(Records from a data source)
───

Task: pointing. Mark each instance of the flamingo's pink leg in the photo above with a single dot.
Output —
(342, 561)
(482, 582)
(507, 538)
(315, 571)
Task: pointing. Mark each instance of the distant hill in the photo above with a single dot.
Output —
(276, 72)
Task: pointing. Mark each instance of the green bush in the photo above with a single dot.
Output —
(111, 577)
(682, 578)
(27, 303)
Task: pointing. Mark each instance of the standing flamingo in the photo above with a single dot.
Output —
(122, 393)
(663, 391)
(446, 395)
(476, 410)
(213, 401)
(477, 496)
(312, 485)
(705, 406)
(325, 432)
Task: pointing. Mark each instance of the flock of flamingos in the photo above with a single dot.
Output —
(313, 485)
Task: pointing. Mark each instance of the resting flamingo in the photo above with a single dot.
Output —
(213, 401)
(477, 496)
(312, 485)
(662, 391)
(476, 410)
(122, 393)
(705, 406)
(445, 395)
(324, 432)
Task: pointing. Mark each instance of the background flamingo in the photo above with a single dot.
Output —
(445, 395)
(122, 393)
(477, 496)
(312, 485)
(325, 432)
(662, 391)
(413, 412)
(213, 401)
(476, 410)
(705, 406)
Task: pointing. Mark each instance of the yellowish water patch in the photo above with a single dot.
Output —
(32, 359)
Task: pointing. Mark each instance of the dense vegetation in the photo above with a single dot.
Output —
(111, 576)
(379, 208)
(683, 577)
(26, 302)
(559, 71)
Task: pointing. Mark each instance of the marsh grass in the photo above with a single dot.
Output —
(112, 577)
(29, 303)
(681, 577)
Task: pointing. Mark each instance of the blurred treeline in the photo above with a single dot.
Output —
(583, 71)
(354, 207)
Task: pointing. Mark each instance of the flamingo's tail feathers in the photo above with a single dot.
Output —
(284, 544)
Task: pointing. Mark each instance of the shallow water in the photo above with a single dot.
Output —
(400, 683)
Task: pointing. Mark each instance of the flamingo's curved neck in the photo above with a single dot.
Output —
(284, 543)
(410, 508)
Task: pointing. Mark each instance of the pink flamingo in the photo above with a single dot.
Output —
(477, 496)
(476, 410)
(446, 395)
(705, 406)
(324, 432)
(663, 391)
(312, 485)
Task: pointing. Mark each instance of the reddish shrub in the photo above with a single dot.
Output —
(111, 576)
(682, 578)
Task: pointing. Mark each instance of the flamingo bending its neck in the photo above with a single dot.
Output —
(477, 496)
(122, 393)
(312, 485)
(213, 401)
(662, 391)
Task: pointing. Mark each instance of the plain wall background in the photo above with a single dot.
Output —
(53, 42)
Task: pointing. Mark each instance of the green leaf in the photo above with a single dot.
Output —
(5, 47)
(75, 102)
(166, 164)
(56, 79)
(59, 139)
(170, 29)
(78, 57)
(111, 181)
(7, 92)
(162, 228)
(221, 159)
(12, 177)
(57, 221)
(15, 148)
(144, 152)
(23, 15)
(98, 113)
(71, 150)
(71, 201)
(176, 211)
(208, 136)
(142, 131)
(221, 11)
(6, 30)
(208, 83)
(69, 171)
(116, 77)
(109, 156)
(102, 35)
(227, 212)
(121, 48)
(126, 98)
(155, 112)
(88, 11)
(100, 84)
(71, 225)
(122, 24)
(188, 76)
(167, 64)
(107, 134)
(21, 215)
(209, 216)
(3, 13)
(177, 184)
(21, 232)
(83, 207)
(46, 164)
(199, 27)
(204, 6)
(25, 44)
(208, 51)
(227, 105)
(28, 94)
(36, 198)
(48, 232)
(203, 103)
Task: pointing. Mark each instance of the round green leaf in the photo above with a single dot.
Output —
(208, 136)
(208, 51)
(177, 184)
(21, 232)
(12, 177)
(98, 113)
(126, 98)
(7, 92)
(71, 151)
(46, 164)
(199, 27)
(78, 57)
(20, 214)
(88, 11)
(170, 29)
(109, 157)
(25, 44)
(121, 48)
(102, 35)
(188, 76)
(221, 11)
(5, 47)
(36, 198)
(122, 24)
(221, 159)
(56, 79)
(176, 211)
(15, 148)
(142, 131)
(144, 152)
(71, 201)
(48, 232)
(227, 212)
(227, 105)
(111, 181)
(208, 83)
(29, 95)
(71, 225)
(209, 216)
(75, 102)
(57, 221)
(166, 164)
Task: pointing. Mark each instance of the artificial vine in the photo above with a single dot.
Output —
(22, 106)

───

» Problem description: The expected response is every record, reproduced word for word.

» Expected output:
Task: pointing. Mark each instance of the flamingo's pink leg in the photo above with a single dot.
Output —
(342, 561)
(482, 582)
(507, 538)
(315, 571)
Task: pointing. Mark each instance of the distant hill in the photo above with a single dot.
Output —
(276, 72)
Task: pointing. Mark each instance of the green bush in the photo above with a single dot.
Output —
(111, 577)
(682, 578)
(27, 303)
Task: pointing. Mark each instance of the standing flamingo in the photo above with a single dot.
Output —
(122, 393)
(663, 391)
(446, 395)
(476, 410)
(213, 401)
(477, 496)
(312, 485)
(705, 406)
(325, 432)
Task: pointing. Mark each instance of the flock of flamingos in the photo above with a single dot.
Output —
(313, 485)
Task: pointing. Mark each instance of the resting flamingo in the photo above with a single dot.
Output —
(213, 401)
(477, 496)
(312, 485)
(662, 391)
(476, 410)
(122, 393)
(705, 406)
(445, 395)
(324, 432)
Task: pointing. Mark each instance of the background flamingo in the photo above with a single dot.
Output —
(445, 395)
(122, 393)
(477, 496)
(312, 485)
(325, 432)
(662, 391)
(413, 412)
(213, 401)
(476, 410)
(705, 406)
Task: pointing. Mark each instance of the yellowish water patch in the photo above with a single dot.
Output —
(32, 359)
Task: pointing. Mark each instance of the dense vegetation in the photo above with a single dot.
Output —
(111, 576)
(379, 208)
(683, 577)
(26, 302)
(559, 71)
Task: pointing. Mark each instance of the marsh grass in the photo above with a single dot.
Output —
(112, 577)
(29, 303)
(681, 577)
Task: pointing. Mark each instance of the blurred treeline in the photo above with a single dot.
Output —
(583, 71)
(354, 207)
Task: pointing. Mark each instance of the flamingo's tail feathers in the photo above with a single dot.
Output —
(284, 544)
Task: pointing. Mark each instance of the shallow water in the photo above with a single dot.
Output —
(400, 683)
Task: pointing. Mark each instance of the flamingo's curved neck in the photo above with a single dot.
Output —
(284, 543)
(410, 508)
Task: pointing. Mark each instance of the pink flamingo in the photo above with a single dot.
Output —
(477, 496)
(476, 410)
(446, 395)
(705, 406)
(324, 432)
(663, 391)
(312, 485)
Task: pointing. Mark each instance of the reddish shrub in the photo above with a single dot.
Output —
(111, 576)
(682, 578)
Task: pointing. Mark each instance of the flamingo bending its neck in the photo above with a single dot.
Output —
(477, 496)
(122, 393)
(312, 485)
(213, 401)
(662, 391)
Task: pointing. Mark each instance of the plain wall background in the photo above with a single dot.
Output —
(53, 42)
Task: pointing. Mark each instance of the green leaf in the photo above with a single dot.
Output —
(5, 47)
(75, 102)
(166, 164)
(56, 79)
(59, 139)
(170, 29)
(78, 57)
(111, 181)
(7, 92)
(162, 228)
(221, 159)
(12, 177)
(57, 221)
(15, 148)
(144, 152)
(23, 15)
(98, 113)
(71, 150)
(71, 201)
(176, 211)
(208, 136)
(142, 131)
(221, 11)
(6, 30)
(208, 83)
(69, 171)
(116, 77)
(109, 156)
(102, 35)
(227, 212)
(121, 48)
(126, 98)
(155, 112)
(88, 11)
(100, 84)
(71, 225)
(122, 24)
(188, 76)
(167, 64)
(107, 134)
(21, 215)
(209, 216)
(3, 13)
(177, 184)
(21, 232)
(83, 207)
(46, 164)
(199, 27)
(204, 6)
(25, 44)
(208, 51)
(227, 105)
(28, 94)
(36, 198)
(48, 232)
(203, 103)
Task: pointing. Mark each instance of the round green leaf in the photo above with a single dot.
Output —
(208, 136)
(208, 51)
(177, 184)
(21, 232)
(12, 177)
(98, 113)
(126, 98)
(7, 92)
(71, 151)
(46, 164)
(199, 27)
(78, 57)
(20, 214)
(88, 11)
(170, 29)
(109, 157)
(25, 44)
(121, 48)
(102, 35)
(188, 76)
(221, 11)
(5, 47)
(36, 198)
(122, 24)
(221, 159)
(56, 79)
(176, 211)
(15, 148)
(142, 131)
(144, 152)
(71, 201)
(48, 232)
(227, 212)
(227, 105)
(111, 181)
(208, 83)
(29, 95)
(71, 225)
(209, 216)
(75, 102)
(57, 221)
(166, 164)
Task: pointing. Mark each instance of the artificial vine in the photo above with a single dot.
Output —
(22, 106)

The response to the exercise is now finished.